▶ What this task involves
Whenever a line of the listing contains "below", it counts; give the total number of such lines and nothing more.
▶
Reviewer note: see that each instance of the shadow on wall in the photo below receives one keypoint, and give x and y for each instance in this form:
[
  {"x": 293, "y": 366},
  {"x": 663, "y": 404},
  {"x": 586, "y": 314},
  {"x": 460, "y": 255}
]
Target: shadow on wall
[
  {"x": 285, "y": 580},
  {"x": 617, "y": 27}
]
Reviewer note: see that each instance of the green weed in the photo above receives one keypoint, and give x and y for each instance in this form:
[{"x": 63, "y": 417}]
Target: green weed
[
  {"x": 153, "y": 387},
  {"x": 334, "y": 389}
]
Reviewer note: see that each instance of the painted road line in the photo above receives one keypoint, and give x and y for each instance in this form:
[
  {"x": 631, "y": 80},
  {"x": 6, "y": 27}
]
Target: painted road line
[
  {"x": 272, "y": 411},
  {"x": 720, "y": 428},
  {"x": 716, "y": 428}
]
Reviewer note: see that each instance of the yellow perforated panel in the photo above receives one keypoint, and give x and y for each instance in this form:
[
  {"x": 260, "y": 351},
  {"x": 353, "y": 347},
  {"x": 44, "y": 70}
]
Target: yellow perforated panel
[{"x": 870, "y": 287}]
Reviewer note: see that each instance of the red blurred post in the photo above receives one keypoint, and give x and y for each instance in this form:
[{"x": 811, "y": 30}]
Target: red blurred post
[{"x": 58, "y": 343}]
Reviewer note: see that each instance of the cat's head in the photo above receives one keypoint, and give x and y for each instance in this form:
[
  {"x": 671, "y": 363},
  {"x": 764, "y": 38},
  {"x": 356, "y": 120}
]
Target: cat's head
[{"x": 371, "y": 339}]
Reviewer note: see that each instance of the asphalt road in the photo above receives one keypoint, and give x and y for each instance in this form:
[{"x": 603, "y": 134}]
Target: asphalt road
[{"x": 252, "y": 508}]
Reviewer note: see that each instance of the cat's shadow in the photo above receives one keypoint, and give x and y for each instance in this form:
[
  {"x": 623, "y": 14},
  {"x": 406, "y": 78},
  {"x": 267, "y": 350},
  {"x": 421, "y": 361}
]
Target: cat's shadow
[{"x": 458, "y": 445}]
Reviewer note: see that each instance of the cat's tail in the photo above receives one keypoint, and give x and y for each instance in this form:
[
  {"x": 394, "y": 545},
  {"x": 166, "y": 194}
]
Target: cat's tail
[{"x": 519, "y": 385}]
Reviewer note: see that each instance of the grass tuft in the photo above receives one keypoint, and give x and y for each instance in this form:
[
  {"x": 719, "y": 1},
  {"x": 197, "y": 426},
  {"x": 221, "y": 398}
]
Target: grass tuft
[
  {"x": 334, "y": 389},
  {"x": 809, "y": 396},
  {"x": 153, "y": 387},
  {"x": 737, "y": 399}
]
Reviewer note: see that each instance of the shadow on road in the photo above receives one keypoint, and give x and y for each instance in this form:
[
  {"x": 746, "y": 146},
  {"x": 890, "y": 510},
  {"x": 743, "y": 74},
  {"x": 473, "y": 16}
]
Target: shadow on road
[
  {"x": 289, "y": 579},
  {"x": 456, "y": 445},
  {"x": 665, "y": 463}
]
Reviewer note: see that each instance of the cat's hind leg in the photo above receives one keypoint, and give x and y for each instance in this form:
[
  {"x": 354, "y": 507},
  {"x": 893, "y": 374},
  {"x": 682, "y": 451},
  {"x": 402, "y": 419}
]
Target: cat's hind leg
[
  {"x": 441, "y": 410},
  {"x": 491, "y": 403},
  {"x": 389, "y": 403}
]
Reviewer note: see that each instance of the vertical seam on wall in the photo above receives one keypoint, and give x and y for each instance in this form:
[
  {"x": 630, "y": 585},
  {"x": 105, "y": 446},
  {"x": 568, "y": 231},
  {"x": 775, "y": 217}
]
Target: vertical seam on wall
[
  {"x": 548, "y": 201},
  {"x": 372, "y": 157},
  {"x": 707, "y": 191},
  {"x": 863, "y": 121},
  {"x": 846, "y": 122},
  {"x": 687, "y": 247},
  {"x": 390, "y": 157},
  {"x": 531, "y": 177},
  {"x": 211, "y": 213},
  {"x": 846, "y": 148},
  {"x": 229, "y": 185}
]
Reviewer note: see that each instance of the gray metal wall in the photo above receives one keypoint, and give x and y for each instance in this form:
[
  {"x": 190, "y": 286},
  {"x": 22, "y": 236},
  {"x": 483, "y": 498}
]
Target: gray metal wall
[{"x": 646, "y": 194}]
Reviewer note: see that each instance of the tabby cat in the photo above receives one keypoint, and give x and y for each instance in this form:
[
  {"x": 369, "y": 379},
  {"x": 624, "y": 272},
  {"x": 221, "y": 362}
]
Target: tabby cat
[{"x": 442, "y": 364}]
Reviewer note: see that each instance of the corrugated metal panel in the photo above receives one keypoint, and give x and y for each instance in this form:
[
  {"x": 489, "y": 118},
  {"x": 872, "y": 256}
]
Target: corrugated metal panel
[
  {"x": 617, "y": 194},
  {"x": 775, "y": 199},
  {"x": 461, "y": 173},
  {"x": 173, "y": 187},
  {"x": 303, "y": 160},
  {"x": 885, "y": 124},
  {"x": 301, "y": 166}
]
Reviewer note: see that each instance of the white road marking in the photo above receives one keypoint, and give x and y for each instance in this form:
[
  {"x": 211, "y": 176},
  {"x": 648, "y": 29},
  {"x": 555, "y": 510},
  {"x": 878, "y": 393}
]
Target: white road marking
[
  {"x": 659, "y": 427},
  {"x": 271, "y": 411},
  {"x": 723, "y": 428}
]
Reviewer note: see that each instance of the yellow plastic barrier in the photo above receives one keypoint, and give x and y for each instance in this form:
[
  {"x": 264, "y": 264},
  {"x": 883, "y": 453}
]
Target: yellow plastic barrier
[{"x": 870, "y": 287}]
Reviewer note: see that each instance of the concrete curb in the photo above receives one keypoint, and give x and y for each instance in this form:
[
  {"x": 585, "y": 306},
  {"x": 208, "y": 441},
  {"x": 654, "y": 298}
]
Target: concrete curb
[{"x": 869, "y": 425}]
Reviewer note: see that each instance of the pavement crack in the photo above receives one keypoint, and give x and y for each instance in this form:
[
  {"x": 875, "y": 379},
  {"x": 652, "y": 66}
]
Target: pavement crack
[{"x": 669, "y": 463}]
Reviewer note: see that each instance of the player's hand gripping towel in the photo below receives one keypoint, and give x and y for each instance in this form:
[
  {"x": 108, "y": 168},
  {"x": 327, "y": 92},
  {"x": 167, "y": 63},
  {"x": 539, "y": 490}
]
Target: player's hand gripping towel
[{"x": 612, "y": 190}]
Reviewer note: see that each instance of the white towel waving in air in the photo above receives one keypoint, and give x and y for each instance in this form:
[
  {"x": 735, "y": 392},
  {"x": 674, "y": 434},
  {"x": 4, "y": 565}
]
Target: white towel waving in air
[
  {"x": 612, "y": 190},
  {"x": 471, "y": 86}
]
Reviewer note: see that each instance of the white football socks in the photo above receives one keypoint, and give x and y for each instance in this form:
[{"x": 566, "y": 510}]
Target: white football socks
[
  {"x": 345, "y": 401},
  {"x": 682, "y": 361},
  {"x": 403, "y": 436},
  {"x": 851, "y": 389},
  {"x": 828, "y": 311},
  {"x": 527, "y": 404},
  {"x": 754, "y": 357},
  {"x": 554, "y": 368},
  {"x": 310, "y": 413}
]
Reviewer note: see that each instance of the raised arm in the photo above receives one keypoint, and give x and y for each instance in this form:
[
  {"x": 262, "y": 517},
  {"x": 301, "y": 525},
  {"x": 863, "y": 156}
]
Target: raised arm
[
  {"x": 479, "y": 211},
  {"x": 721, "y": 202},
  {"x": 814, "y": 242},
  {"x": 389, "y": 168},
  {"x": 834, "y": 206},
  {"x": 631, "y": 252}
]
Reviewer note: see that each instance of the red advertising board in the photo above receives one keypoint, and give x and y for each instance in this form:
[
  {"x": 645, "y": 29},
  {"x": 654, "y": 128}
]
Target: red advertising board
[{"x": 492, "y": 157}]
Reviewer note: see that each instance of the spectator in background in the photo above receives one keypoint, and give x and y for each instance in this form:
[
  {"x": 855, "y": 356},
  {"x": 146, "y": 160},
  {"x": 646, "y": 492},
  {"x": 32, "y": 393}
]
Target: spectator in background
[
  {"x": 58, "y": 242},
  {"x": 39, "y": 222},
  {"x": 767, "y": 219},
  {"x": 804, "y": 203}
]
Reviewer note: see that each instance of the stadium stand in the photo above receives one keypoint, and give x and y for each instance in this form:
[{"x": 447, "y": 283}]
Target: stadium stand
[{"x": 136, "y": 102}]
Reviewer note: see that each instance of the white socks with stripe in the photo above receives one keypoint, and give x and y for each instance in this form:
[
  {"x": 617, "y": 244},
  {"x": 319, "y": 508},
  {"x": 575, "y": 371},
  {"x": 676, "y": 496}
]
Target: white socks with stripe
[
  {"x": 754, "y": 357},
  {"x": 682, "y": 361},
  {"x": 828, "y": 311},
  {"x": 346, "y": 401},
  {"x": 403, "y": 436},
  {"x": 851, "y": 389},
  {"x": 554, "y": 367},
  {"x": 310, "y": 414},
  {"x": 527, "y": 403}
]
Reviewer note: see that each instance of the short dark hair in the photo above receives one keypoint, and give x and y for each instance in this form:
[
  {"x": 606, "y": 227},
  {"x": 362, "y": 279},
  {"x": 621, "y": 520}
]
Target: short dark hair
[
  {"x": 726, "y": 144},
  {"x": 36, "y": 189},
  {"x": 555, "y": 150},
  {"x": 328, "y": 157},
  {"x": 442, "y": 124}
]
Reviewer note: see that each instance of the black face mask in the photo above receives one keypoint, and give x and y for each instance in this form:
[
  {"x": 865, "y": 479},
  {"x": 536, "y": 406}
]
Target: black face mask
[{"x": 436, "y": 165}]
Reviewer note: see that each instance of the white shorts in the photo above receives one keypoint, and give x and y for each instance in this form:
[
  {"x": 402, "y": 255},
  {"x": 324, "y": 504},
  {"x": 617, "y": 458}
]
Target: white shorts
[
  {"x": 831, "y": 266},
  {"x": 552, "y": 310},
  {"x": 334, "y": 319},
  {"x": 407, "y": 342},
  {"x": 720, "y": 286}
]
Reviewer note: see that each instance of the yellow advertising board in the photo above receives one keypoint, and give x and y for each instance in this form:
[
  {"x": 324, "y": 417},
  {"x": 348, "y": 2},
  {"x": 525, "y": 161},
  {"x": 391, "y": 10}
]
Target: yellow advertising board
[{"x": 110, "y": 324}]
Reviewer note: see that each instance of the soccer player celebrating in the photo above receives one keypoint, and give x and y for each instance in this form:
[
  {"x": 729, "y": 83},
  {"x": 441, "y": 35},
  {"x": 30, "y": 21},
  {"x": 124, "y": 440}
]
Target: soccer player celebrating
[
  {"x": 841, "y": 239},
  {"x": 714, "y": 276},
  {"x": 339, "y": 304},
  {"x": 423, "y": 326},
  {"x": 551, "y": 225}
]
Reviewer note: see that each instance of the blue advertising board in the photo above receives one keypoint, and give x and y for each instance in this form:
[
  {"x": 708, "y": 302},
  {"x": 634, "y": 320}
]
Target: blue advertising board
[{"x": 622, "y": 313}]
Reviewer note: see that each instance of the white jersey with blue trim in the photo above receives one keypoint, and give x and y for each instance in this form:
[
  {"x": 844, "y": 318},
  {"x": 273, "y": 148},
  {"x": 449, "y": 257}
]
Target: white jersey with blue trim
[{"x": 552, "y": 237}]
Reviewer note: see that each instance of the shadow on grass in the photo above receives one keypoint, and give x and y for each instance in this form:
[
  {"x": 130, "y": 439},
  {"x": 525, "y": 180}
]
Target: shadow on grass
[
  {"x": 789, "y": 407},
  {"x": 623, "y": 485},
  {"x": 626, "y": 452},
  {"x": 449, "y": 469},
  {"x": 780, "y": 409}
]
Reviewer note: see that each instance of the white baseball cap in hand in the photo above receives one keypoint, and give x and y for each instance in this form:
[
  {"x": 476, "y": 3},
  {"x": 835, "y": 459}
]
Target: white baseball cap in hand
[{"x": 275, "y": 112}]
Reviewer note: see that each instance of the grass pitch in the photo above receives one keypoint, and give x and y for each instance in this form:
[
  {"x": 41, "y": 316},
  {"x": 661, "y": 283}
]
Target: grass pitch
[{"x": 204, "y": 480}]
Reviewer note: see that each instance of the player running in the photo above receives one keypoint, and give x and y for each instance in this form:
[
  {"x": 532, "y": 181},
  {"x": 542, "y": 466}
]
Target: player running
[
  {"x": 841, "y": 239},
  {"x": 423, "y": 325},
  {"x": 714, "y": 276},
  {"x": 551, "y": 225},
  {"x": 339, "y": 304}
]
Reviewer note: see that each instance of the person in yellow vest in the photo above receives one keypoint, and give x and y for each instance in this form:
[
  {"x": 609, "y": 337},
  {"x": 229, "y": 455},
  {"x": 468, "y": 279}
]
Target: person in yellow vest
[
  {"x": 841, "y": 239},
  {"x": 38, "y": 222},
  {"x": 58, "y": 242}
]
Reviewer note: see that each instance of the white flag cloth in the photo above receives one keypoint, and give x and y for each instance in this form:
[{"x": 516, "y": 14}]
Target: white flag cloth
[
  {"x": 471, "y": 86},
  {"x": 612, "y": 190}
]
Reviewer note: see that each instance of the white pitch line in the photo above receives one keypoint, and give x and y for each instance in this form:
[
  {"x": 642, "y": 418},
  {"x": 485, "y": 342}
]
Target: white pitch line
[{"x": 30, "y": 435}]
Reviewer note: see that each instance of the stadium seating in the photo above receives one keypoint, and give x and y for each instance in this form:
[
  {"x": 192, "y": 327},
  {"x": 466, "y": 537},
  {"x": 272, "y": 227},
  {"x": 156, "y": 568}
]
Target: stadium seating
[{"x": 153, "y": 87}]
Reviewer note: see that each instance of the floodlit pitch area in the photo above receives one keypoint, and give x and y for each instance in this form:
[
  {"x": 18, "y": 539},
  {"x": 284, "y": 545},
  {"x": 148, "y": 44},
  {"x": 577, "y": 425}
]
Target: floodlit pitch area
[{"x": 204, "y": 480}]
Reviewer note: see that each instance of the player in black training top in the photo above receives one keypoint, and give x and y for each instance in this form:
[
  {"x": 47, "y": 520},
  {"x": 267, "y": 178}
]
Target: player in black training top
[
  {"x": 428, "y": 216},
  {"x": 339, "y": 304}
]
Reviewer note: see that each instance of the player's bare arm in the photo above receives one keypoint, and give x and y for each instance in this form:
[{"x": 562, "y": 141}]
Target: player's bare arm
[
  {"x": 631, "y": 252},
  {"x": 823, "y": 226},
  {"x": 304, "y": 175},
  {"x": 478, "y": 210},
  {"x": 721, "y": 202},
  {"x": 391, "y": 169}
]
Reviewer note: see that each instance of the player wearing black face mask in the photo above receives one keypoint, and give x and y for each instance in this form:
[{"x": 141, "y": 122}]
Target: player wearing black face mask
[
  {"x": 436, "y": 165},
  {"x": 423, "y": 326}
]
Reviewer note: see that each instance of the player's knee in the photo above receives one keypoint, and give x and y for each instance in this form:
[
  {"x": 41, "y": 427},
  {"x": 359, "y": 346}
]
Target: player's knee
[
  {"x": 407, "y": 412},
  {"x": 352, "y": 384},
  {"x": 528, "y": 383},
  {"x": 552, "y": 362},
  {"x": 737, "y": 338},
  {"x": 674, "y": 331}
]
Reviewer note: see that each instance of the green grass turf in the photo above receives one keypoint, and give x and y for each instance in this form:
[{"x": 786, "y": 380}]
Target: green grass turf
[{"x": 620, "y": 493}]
◀
▶ Task result
2